EXTRACTED INFORMATION:

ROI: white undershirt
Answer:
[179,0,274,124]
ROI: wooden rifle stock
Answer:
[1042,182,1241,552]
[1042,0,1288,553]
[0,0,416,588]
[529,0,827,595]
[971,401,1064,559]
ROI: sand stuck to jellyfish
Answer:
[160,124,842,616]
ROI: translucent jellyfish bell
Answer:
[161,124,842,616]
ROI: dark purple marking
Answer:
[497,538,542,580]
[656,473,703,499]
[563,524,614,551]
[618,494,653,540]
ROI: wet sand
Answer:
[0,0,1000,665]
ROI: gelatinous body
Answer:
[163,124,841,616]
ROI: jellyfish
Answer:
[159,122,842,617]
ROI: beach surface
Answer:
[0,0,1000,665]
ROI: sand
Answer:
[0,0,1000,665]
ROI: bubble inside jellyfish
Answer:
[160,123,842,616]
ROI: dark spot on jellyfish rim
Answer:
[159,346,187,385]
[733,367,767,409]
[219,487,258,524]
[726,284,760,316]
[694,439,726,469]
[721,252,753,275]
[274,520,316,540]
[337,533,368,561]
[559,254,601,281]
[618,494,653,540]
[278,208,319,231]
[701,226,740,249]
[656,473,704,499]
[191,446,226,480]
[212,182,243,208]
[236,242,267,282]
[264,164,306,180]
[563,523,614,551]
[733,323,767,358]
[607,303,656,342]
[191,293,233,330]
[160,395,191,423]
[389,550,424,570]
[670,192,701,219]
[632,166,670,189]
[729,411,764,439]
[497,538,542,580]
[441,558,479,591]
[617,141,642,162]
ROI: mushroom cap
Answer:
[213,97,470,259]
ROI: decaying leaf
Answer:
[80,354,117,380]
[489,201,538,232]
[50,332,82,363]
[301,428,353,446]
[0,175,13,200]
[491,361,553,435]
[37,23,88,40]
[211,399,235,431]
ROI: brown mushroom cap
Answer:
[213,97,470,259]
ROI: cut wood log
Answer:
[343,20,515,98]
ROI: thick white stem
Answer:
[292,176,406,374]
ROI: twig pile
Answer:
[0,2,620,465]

PROBLEM DETAILS: Update the material starting at the line that contains "ROI: cut wood log" and ending at the end of the material, replacing "twig pile" with "twig heap" and leaving everything else unchanged.

SOLVED PROBLEM:
ROI: cut wood log
Answer:
[343,20,515,98]
ROI: thick white stem
Answer:
[292,176,406,374]
ROI: twig heap
Answer:
[0,2,620,465]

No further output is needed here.